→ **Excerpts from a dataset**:
# # #
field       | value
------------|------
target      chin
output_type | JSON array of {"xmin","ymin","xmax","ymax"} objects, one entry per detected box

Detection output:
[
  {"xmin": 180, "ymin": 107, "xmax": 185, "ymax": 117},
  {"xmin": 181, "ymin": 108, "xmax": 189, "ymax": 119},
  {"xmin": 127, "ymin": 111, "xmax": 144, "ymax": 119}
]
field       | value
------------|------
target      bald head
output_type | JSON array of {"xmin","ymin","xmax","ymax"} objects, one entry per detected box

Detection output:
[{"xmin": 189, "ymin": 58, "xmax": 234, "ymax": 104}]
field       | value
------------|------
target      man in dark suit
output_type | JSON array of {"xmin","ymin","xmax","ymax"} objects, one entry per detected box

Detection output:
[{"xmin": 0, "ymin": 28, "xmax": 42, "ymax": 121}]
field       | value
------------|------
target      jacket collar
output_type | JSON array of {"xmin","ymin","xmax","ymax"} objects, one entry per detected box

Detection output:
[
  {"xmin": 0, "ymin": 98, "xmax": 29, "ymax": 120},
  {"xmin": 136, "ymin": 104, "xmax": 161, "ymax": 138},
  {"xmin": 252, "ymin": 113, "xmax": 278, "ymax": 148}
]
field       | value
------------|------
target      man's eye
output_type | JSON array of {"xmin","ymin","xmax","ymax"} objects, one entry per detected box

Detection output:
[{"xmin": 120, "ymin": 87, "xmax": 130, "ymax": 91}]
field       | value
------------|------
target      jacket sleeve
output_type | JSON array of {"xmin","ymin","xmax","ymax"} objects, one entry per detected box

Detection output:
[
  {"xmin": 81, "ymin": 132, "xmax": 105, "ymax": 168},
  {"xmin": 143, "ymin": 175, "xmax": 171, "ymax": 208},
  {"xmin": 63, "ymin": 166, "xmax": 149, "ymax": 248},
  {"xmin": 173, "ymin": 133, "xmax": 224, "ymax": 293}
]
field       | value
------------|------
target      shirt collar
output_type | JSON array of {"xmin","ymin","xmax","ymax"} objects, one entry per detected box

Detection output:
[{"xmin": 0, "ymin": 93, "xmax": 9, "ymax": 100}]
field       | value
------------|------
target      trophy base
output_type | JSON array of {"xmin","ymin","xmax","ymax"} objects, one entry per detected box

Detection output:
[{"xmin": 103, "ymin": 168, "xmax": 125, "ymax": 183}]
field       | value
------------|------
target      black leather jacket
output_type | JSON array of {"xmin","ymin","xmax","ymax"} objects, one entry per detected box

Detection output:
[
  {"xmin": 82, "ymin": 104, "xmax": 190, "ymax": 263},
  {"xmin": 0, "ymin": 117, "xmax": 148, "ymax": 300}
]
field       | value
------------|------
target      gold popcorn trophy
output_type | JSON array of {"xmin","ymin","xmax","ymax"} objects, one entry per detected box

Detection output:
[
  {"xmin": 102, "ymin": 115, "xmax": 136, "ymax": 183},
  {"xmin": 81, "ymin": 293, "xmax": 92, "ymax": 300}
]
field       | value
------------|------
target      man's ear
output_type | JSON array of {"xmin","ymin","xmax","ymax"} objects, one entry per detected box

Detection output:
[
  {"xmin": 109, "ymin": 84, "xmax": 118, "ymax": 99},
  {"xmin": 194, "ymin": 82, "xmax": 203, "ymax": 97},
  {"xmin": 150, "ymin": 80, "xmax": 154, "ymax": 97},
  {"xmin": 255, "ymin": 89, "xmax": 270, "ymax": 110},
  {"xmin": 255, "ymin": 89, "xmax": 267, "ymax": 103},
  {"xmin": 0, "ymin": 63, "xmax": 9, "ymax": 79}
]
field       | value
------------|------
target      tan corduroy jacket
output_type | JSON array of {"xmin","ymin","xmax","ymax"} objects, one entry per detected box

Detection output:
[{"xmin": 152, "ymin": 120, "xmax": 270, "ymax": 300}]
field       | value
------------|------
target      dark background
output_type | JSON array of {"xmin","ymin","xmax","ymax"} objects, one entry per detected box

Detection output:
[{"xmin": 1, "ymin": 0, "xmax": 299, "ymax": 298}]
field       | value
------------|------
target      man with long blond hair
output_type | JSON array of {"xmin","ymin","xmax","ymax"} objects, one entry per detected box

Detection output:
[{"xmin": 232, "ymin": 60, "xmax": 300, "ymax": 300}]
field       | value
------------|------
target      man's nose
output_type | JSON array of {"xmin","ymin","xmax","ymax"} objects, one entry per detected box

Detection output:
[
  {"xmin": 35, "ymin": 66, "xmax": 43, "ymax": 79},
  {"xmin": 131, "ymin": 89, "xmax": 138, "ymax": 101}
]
# # #
→ **Task instructions**:
Copy out each record above exactly, leaving nothing out.

→ **Reply**:
field       | value
------------|------
target      chin
output_type | JSON array of {"xmin","ymin","xmax","ymax"} objects, one entry per detected box

Detection output:
[
  {"xmin": 180, "ymin": 107, "xmax": 185, "ymax": 117},
  {"xmin": 181, "ymin": 108, "xmax": 189, "ymax": 119},
  {"xmin": 127, "ymin": 111, "xmax": 144, "ymax": 119}
]
field       | value
------------|------
target      bald head
output_type | JSON array of {"xmin","ymin","xmax","ymax"} objects, one entry per detected box

Detection output:
[{"xmin": 189, "ymin": 58, "xmax": 234, "ymax": 104}]
field       | value
------------|------
target      man in dark suit
output_type | JSON array of {"xmin","ymin","xmax","ymax"} objects, one entry per detected box

Detection output:
[{"xmin": 0, "ymin": 28, "xmax": 42, "ymax": 121}]
field       | value
------------|------
target      jacket collar
output_type | JSON array of {"xmin","ymin","xmax","ymax"} objects, one entry per detected box

Detection output:
[
  {"xmin": 0, "ymin": 98, "xmax": 29, "ymax": 120},
  {"xmin": 136, "ymin": 104, "xmax": 161, "ymax": 138},
  {"xmin": 252, "ymin": 113, "xmax": 278, "ymax": 148}
]
field       | value
------------|------
target      man's eye
output_type | JSON array of {"xmin","ymin","xmax","ymax"} objects, one entry per detected box

Detection output:
[{"xmin": 120, "ymin": 87, "xmax": 130, "ymax": 91}]
field       | value
------------|------
target      jacket sleeve
output_type | JSON array of {"xmin","ymin","xmax","ymax"} objects, one entry per detected box

Detection output:
[
  {"xmin": 81, "ymin": 132, "xmax": 105, "ymax": 168},
  {"xmin": 143, "ymin": 175, "xmax": 171, "ymax": 208},
  {"xmin": 63, "ymin": 166, "xmax": 149, "ymax": 248},
  {"xmin": 173, "ymin": 133, "xmax": 224, "ymax": 293}
]
field       | value
------------|------
target      shirt collar
output_type | JSON array of {"xmin","ymin","xmax","ymax"} objects, one entry per detected box

Detection output:
[{"xmin": 0, "ymin": 93, "xmax": 9, "ymax": 100}]
field       | value
------------|------
target      trophy base
output_type | JSON array of {"xmin","ymin","xmax","ymax"} objects, one entry per detected box

Detection output:
[{"xmin": 103, "ymin": 168, "xmax": 125, "ymax": 183}]
field       | value
------------|------
target      black leather jacket
output_type | JSON array of {"xmin","ymin","xmax","ymax"} objects, one entry per detected box

Detection output:
[
  {"xmin": 82, "ymin": 104, "xmax": 190, "ymax": 263},
  {"xmin": 0, "ymin": 117, "xmax": 148, "ymax": 300}
]
field       | value
------------|------
target      gold popcorn trophy
output_type | JSON array of {"xmin","ymin","xmax","ymax"} objects, one entry per detected box

Detection output:
[
  {"xmin": 102, "ymin": 115, "xmax": 136, "ymax": 183},
  {"xmin": 81, "ymin": 293, "xmax": 92, "ymax": 300}
]
field       | value
------------|------
target      man's ear
output_type | JSON array of {"xmin","ymin","xmax","ymax"} objects, one entry per detected box

Detection output:
[
  {"xmin": 109, "ymin": 84, "xmax": 118, "ymax": 99},
  {"xmin": 194, "ymin": 82, "xmax": 203, "ymax": 97},
  {"xmin": 150, "ymin": 80, "xmax": 154, "ymax": 97},
  {"xmin": 255, "ymin": 89, "xmax": 270, "ymax": 110},
  {"xmin": 255, "ymin": 89, "xmax": 267, "ymax": 103},
  {"xmin": 0, "ymin": 63, "xmax": 9, "ymax": 79}
]
field       | value
------------|------
target      tan corduroy jacket
output_type | JSON array of {"xmin","ymin","xmax","ymax"} objects, one entry per detected box

Detection output:
[{"xmin": 152, "ymin": 120, "xmax": 270, "ymax": 300}]
field       | value
------------|------
target      dark background
output_type | JSON array of {"xmin","ymin","xmax","ymax"} objects, one entry per detected box

Detection output:
[{"xmin": 1, "ymin": 0, "xmax": 299, "ymax": 298}]
field       | value
------------|------
target      man with long blond hair
output_type | JSON array of {"xmin","ymin","xmax","ymax"} objects, one entry per detected box

Detection output:
[{"xmin": 232, "ymin": 60, "xmax": 300, "ymax": 300}]
field       | value
------------|------
target      man's nose
output_type | JSON array of {"xmin","ymin","xmax","ymax"} objects, one entry per detected box

Detection output:
[
  {"xmin": 35, "ymin": 66, "xmax": 43, "ymax": 79},
  {"xmin": 131, "ymin": 89, "xmax": 138, "ymax": 101}
]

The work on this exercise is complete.